**Kurze Aufgabe 1:** Prüfe, ob die folgenden Aussagen mit dem Text über die Wüstenwanderung übereinstimmen, und belege jede Antwort (ja oder nein) mit dem wörtlichen Zitat aus dem Text: (a) Die Fahrt im kleinen Bus dauert 13 Stunden. (b) Täglich wird acht Stunden gewandert. (c) Von Marrakesch aus geht es in Richtung Nordwesten.

**Angezeigter Text:**
--
Erst wenn man mit der Leere konfrontiert wird, merkt man, wie voll das eigene Leben ist. Eine Wüstenwanderung ist nicht nur ein Kennenlernen einer komplett neuen Welt samt Berberkultur, sondern auch eine Auseinandersetzung mit dem Sinn des eigenen Daseins. Philosophisch wird man dabei während der täglichen sechs Stunden auf Wanderschaft oder des Nächtens, wenn einem die funkelnden Sterne Rätsel aufgeben. Doch, um in die Wüste zu kommen, heißt es zuerst einmal rein in den Flieger und raus aus der Komfortzone. Vom bunten Marrakesch geht es dann in Richtung Südosten, wo man 13 Stunden in einem kleinen Bus voller Menschen ausharrt. Zumindest haben alle noch frisch gewaschene Sachen. Wie würde sich dieses Szenario nur abspielen, wenn man sich nach fünf Tagen Wüstenwandern ohne Dusche wieder am Rückweg in die Zivilisation befinden würde? Gedanken, die man sich nur macht, weil man direkt aus der westlichen Welt in den kleinen Transporter gestiegen ist. Sie werden weggewischt von den Eindrücken, die sich einem präsentieren, während man aus dem Fenster blickt: Draußen zieht ein faszinierendes Land vorbei.
--
**Kurze Aufgabe 2:** Tausche im Abschnitt der Einträge von der Zeile mit „For each instance of the wooden“ bis zum Ende der Einträge „one per line“ gegen „one per row“ aus. Gib nur diesen Abschnitt aus und lass alles andere unverändert.

Gesammelte Dateneinträge:
--
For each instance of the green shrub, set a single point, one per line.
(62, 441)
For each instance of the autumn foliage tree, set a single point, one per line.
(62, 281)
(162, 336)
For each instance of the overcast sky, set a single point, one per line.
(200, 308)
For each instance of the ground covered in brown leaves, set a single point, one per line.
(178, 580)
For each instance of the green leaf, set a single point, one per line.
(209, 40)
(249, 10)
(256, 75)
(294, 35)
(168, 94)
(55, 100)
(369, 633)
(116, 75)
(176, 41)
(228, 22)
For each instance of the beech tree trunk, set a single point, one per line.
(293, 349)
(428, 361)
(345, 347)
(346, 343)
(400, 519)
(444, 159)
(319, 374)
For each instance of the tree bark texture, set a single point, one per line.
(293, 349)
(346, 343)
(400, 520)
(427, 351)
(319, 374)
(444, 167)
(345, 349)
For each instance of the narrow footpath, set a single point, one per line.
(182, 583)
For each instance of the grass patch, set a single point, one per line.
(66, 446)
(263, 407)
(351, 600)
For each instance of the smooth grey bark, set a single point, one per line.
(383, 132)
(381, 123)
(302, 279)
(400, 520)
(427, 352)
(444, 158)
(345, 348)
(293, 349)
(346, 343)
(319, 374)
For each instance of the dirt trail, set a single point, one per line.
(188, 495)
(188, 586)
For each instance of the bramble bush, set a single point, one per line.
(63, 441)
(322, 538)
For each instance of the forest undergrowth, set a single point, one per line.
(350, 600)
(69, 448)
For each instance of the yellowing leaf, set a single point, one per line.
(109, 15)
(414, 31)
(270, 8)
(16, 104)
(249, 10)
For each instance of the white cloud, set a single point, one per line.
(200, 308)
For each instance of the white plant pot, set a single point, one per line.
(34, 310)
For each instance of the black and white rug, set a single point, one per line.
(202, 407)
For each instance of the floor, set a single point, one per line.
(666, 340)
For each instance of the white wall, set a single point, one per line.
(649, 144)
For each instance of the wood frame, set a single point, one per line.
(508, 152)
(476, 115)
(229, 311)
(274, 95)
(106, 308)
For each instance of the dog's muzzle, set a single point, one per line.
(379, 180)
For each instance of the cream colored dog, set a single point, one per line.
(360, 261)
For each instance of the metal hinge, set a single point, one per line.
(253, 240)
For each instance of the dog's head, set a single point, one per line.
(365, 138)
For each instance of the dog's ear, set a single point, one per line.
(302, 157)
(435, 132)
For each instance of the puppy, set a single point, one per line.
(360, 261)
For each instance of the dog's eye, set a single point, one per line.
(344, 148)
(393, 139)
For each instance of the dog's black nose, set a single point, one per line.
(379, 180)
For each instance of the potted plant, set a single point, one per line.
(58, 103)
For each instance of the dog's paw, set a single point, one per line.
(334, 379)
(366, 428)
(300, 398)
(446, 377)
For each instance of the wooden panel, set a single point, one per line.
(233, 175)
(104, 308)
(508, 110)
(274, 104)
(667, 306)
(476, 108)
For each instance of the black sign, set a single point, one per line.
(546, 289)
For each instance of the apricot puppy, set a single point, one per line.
--
**Erwartete Ausgabe 1:**
(a) Ja: „wo man 13 Stunden in einem kleinen Bus voller Menschen ausharrt“
(b) Nein: „während der täglichen sechs Stunden auf Wanderschaft“
(c) Nein: „Vom bunten Marrakesch geht es dann in Richtung Südosten“

**Erwartete Ausgabe 2:**
For each instance of the wooden panel, set a single point, one per row.
(233, 175)
(104, 308)
(508, 110)
(274, 104)
(667, 306)
(476, 108)
For each instance of the black sign, set a single point, one per row.
(546, 289)
For each instance of the apricot puppy, set a single point, one per row.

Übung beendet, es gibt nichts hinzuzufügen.